▶ _ZU ERLEDIGENDE AUFGABEN_
- A) Ermittle, in wie vielen Zeilen das Wort „tree“ vorkommt, und nenne ausschließlich diese Zahl.
- B) Schreibe den Bericht über den Prozess vor dem Amtsgericht Rosenheim im Anschluss an seinen letzten Satz weiter.

━━━━━ TEXTABSCHNITT ━━━━━

52-Jähriger versuchte mit gefälschtem Pass Geld in Wasserburg abzuheben - Verhandlung vor Amtsgericht
Ein 52-jähriger Franzose stand dieser Tage vor dem Schöffengericht beim Amtsgericht Rosenheim. Ihm wurde vorgeworfen, mit Hilfe eines gefälschten Passes bei einer Wasserburger Bankfiliale 5.000 Euro vom Konto eines Kunden abgehoben zu haben. Nachdem der Franzose dann in einer weiteren Filiale im Altlandkreis Wasserburg das gleiche versucht hatte, wurde der Mann von der inzwischen alarmierten Polizei gestellt und verhaftet. Seither saß er in Untersuchungshaft und stand jetzt vor dem Richter in Rosenheim.
Mit zwei weiteren Tätern, beide kongolesischen Ursprungs, sei der Mann in einem grauen Ford von Belgien nach Wasserburg gefahren. In der Filiale einer Bank in der Stadt hätten die beiden Komplizen, von denen er keine Adresse und nur die Mobilfunktelefonnumern habe, vor der Bank auf ihn gewartet, sie hätten ihm einen gefälschten Pass eines Kunden der Bank gegeben, mit dem er sich habe ausweisen können und er sei beauftragt worden, 9.000 Euro vom Konto des Kontobesitzers abzuheben. Die beiden Komplizen hätten ihm dafür 20 Prozent der Beute versprochen.
In der Filiale in der Stadt Wasserburg habe dieser Betrug teilweise funktioniert, wenngleich die Bankmitarbeiterin ihm gesagt habe, dass ohne Voranmeldung nur maximal 5.000 Euro ausbezahlt werden dürften. So habe er die 5.000 Euro akzeptiert und die Bank wieder verlassen.
Daraufhin seien die drei Komplizen zu einer anderen Filiale der Bank im Altlandkreis Wasserburg gefahren und hätten das gleiche noch einmal versucht. Leider hatte die Bankangestellte der ersten Filiale zwischenzeitlich die Polizei informiert, die sofort aufgetaucht sei und den Mann verhaftet habe. Anschließend sei er in Untersuchungshaft gekommen.
So weit die Vorgeschichte. Im Prozess, der nunmehr vor dem Amtsgericht Rosenheim stattfand, gab es dazu zahlreiche Fragen. Der Besitzer des betroffenen Kontos ist Deutscher, das war der Bank bekannt. Der Angeklagte gab sich mit Hilfe eines gefälschten Passes des Kontobesitzers als Belgier aus und spricht seinerseits kein einziges Wort Deutsch.

━━━━━ VORLIEGENDE ZEILEN ━━━━━

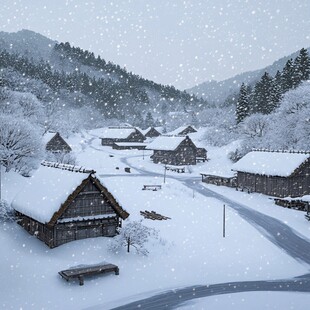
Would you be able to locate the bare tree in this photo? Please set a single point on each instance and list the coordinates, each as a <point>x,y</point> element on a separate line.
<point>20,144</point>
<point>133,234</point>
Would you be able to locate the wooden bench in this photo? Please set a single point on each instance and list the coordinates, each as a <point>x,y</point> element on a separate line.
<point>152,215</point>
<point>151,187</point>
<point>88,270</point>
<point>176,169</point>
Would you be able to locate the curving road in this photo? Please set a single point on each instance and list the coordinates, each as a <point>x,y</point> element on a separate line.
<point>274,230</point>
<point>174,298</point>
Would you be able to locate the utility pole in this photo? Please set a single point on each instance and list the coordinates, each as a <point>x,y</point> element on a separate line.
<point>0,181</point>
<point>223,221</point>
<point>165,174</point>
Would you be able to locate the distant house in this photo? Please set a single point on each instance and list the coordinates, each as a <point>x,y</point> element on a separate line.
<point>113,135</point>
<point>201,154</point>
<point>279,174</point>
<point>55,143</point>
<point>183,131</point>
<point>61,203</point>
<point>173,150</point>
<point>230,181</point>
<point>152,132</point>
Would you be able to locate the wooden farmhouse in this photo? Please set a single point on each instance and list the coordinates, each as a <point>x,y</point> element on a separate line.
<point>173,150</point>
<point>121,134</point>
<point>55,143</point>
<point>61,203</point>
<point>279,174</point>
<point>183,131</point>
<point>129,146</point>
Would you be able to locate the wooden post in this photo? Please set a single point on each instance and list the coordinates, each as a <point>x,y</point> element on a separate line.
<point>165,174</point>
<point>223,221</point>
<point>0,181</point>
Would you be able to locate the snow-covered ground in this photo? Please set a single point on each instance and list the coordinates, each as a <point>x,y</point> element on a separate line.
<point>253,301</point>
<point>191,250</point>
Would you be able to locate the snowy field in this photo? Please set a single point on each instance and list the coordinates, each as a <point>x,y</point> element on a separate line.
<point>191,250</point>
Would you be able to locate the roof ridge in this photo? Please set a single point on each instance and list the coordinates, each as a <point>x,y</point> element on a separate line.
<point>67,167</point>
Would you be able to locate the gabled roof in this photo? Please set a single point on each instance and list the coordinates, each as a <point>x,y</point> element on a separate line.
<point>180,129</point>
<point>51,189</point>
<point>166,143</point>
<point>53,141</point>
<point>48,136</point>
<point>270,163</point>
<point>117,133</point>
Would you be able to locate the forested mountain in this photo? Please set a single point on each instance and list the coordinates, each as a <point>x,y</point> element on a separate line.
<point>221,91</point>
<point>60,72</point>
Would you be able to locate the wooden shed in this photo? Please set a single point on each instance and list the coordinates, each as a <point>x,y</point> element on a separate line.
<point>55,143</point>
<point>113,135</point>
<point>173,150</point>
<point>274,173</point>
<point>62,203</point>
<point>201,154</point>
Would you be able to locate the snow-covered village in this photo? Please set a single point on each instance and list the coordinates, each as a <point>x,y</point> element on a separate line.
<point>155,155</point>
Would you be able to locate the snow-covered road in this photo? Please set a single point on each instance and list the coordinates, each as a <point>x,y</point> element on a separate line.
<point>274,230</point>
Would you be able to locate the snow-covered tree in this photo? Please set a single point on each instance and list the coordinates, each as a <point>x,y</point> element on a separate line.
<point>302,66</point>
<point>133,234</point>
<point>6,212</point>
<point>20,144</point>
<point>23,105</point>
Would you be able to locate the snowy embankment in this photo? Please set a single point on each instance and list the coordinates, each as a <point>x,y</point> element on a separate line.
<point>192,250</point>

━━━━━

▶ _LÖSUNGEN ZUR ÜBUNG_
- A) 2

- B)
Die beiden kongolesischen Komplizen konnten nie ermittelt werden. Die Polizei, die in Frankreich und Belgien Rechtshilfeersuchen gestellt hatte, um die Eigentümer der jeweiligen Mobilfunknummern ermitteln zu können, habe auf entsprechende Anfragen nie eine Antwort erhalten.
Ob die beiden kongolesischen Komplizen existieren oder ob sie eine Erfindung des Angeklagten waren, wurde vor Gericht nicht erörtert.
Kurz vor Beginn des Prozesses wurde der Angeklagte von zwei Polizisten vorgeführt. Er trug Fußfesseln und Handschellen, das ist die Regel, um die Fluchtgefahr zu bannen. Er trug eine cremefarbene Cordhose, dazu ein weißes Hemd und Krawatte, das ist für Angeklagte aus der Untersuchungshaft wohl eher unüblich. Als man ihm seinen Platz zuwies, setzte er sich hin und fing an, mit seiner rechten Hand wie wild den sauberen Tisch zu putzen. Kurz nach ihm betrat eine Dame den Gerichtssaal, die, wie man schnell erkennen konnte, wohl die Dolmetscherin sein sollte.
Es stellte sich heraus, dass der Angeklagte tatsächlich kein Wort Deutsch sprach. Da sein Verteidiger kein Französisch konnte, war die Verständigung zwischen Angeklagtem und Verteidiger auch nicht so ganz einfach, zumal auch die Dolmetscherin nicht immer sofort mit der richtigen Übersetzung aufwarten konnte.
Richterin Isabella Hubert fragte beim Angeklagten nach, was dessen persönliche Rolle in dieser Betrugsbande gewesen sei, worauf er recht weitschweifig antwortete, dass er immer ein Opfer gewesen sei in seinem Leben. Er habe Ungerechtigkeiten durch seine Frau erlebt, sie habe ihn immer geschlagen und ihn dann bei der Polizei angezeigt, dass er gegen sie gewalttätig geworden sei. Er sei ein Experte für Asbest, habe bis 2013 eine Firma mit mehreren Mitarbeitern geleitet, er habe das Unternehmen seither allein geführt, seit Januar 2024 sei er insolvent. Er verachte Diebstahl und Betrug, sei von solchen Taten regelrecht angewidert. Auch in seiner Familie habe er wiederholt massive Ungerechtigkeiten erfahren, das alles laste schwer auf ihm und er habe sich Wohlwollen seitens des Gerichts hier in Deutschland erhofft.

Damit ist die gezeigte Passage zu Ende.